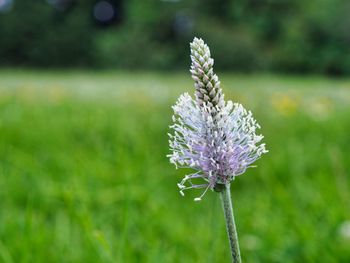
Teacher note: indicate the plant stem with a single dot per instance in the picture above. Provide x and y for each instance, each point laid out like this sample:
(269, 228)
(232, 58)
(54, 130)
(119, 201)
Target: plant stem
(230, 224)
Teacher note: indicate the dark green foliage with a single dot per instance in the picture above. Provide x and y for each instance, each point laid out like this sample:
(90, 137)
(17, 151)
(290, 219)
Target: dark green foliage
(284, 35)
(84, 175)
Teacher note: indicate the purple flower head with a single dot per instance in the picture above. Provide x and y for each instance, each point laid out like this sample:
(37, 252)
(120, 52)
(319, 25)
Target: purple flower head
==
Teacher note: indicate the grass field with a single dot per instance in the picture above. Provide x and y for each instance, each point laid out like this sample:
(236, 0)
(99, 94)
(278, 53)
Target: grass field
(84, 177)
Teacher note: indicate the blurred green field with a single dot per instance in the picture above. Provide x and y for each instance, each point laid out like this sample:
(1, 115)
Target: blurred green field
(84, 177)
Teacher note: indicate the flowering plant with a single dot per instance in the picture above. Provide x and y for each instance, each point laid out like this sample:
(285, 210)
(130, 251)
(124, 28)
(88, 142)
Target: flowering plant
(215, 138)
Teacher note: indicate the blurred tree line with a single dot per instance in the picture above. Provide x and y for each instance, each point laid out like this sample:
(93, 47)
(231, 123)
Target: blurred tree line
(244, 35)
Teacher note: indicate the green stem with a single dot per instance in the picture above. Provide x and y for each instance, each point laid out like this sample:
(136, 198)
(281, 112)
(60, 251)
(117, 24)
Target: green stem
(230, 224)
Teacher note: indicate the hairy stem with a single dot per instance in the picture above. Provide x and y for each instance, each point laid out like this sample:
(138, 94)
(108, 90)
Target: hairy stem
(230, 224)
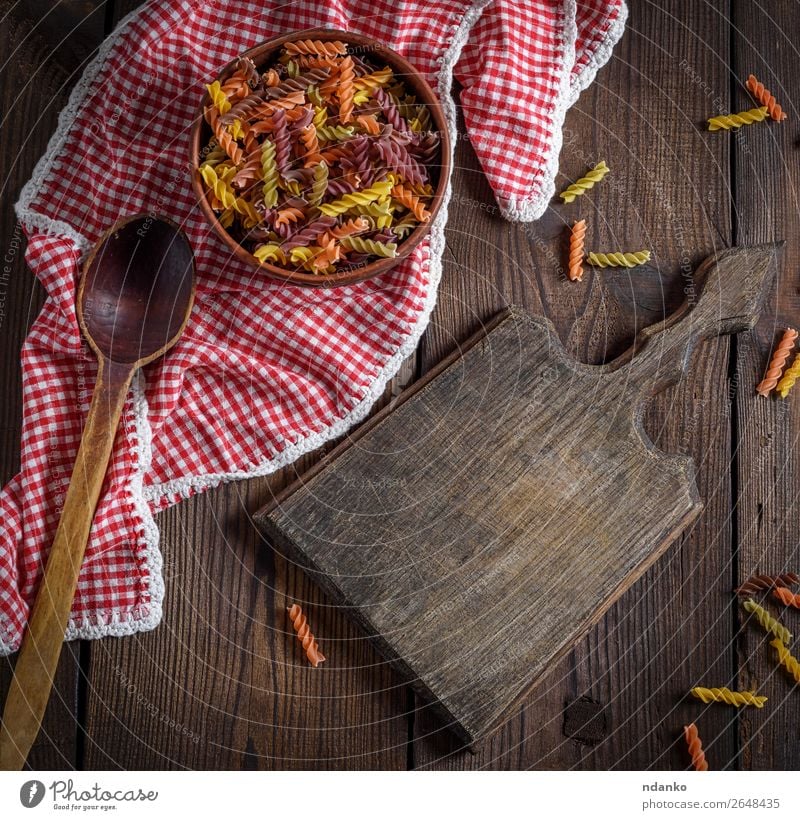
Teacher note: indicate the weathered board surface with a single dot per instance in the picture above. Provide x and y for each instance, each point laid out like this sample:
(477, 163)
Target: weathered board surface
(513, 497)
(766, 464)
---
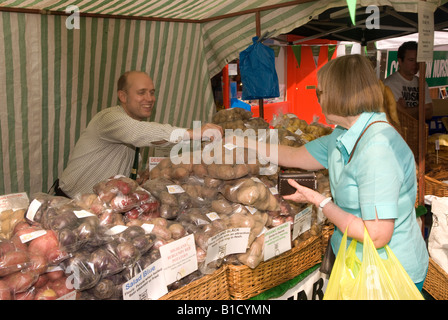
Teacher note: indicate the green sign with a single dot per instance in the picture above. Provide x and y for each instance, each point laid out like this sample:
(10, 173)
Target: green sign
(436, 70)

- **THE REQUEST**
Copy the rows in the stretch from the line containing "Teacher note: indicate the plant" through the line containing "Target: purple flower head", changing every "dark green foliage" to "dark green leaves" and leaving everything else as it is.

- **ANSWER TO THE PROBLEM**
Teacher note: indicate the plant stem with a single dot per instance in the picture above. Provide x and y for each instance, each point laid out like this sample:
(269, 228)
(232, 58)
(54, 130)
(119, 201)
Target: plant stem
(230, 224)
Teacher note: indicate the dark green leaves with a single dot per instance in the picture above. Provide x and y for each instance, each point laid out like this sample:
(90, 137)
(17, 151)
(290, 219)
Target: dark green leaves
(284, 35)
(84, 175)
Teacher note: indicate the purple flower head with a single dot per instance in the picture above. Provide x and y for each instance, each point laid out like this sample:
(37, 252)
(120, 52)
(319, 25)
Target: purple flower head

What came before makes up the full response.